* _Action item_: Lines holding the string "cockpit" in the listing below are to be copied.

*** Opening Available data ***

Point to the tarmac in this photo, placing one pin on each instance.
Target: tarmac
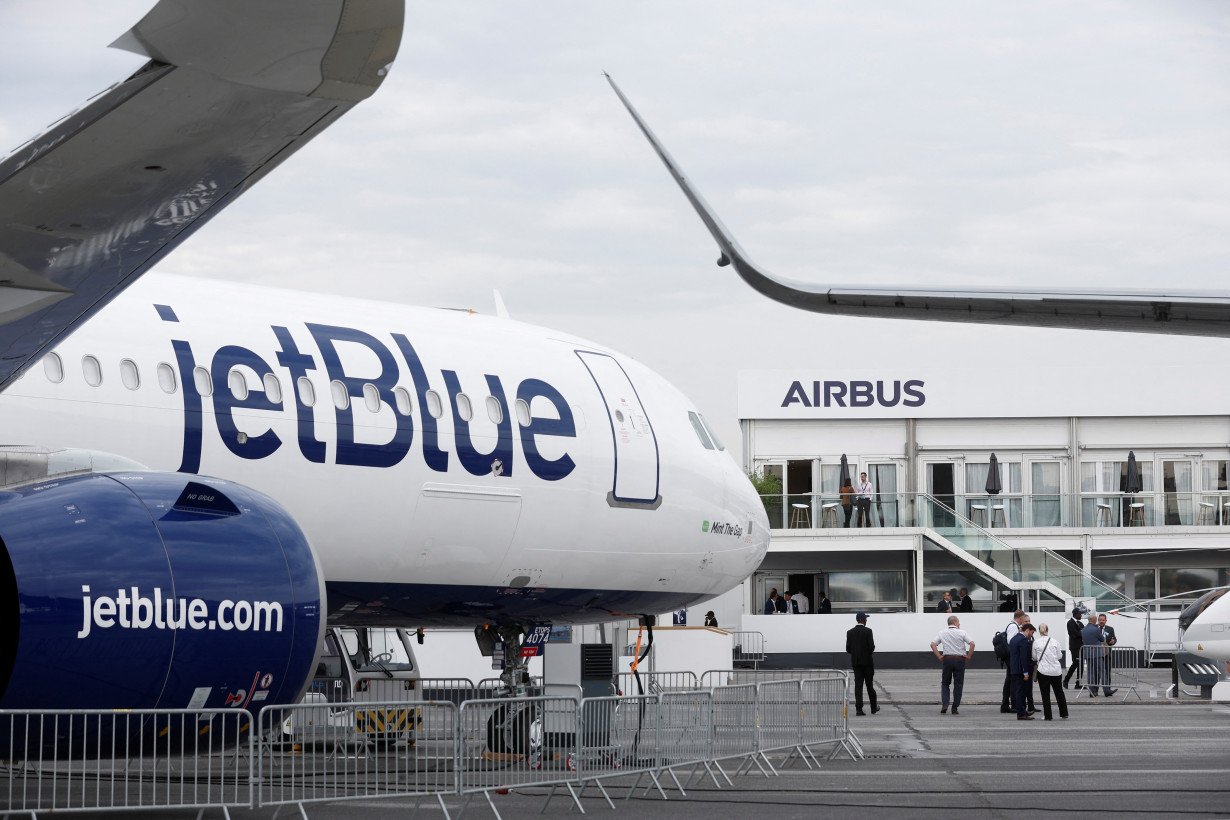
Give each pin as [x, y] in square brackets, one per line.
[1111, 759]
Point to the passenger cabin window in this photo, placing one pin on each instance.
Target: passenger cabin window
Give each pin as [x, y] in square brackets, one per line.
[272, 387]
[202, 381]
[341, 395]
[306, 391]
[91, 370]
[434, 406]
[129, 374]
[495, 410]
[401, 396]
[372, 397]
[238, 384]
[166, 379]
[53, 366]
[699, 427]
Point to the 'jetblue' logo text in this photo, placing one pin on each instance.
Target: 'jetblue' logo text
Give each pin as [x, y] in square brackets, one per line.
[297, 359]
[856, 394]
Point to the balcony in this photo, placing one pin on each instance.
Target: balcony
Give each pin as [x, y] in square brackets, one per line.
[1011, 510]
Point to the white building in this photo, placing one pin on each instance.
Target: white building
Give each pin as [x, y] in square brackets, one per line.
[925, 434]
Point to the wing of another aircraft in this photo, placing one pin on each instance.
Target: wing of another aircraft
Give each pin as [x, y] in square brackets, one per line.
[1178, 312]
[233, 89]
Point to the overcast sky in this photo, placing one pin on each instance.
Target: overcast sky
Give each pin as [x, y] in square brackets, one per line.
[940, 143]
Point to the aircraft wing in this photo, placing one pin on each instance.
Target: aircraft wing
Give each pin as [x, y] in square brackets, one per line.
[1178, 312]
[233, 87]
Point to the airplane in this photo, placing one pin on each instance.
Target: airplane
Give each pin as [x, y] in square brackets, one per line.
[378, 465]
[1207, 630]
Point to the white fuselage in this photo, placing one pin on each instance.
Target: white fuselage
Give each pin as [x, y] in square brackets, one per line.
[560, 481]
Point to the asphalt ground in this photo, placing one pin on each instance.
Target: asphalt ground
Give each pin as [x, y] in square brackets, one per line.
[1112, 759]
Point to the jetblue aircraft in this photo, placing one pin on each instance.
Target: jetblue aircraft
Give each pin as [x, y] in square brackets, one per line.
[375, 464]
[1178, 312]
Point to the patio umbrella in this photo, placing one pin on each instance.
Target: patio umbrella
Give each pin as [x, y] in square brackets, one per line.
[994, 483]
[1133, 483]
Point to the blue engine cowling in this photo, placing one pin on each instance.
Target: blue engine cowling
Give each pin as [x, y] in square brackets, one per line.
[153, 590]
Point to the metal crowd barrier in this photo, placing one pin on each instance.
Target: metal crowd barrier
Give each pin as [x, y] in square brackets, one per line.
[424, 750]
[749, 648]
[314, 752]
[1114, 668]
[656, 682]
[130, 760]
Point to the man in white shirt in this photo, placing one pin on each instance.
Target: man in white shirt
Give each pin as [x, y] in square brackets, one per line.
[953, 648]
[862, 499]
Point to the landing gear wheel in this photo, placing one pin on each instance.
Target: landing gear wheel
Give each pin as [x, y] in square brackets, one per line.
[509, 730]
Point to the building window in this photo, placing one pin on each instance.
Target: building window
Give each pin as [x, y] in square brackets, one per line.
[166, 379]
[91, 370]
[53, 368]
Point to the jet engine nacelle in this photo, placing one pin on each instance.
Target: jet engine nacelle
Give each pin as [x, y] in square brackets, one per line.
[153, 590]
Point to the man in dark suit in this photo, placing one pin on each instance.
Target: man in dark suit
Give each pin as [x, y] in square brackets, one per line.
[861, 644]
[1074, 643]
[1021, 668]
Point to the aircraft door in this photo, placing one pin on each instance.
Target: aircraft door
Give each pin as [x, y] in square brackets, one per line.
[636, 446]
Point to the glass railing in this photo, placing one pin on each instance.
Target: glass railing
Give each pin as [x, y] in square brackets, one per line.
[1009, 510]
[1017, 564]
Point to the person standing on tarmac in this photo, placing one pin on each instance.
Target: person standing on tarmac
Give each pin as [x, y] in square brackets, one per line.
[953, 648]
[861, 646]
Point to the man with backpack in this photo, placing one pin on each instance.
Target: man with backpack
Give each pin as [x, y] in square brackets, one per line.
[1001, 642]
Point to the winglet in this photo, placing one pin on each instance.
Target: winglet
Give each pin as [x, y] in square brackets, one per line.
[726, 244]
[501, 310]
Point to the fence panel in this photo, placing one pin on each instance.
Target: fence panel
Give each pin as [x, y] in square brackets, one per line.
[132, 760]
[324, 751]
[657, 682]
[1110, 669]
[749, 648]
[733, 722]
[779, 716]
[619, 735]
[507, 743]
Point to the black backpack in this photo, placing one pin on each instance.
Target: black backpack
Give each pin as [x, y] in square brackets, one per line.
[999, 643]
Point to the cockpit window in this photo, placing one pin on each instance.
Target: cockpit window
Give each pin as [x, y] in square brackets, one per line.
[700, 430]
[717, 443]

*** Closing Available data ***

* _Result below_:
Point to the cockpit window in this photo, placing one pin on each instance.
Target: cockpit window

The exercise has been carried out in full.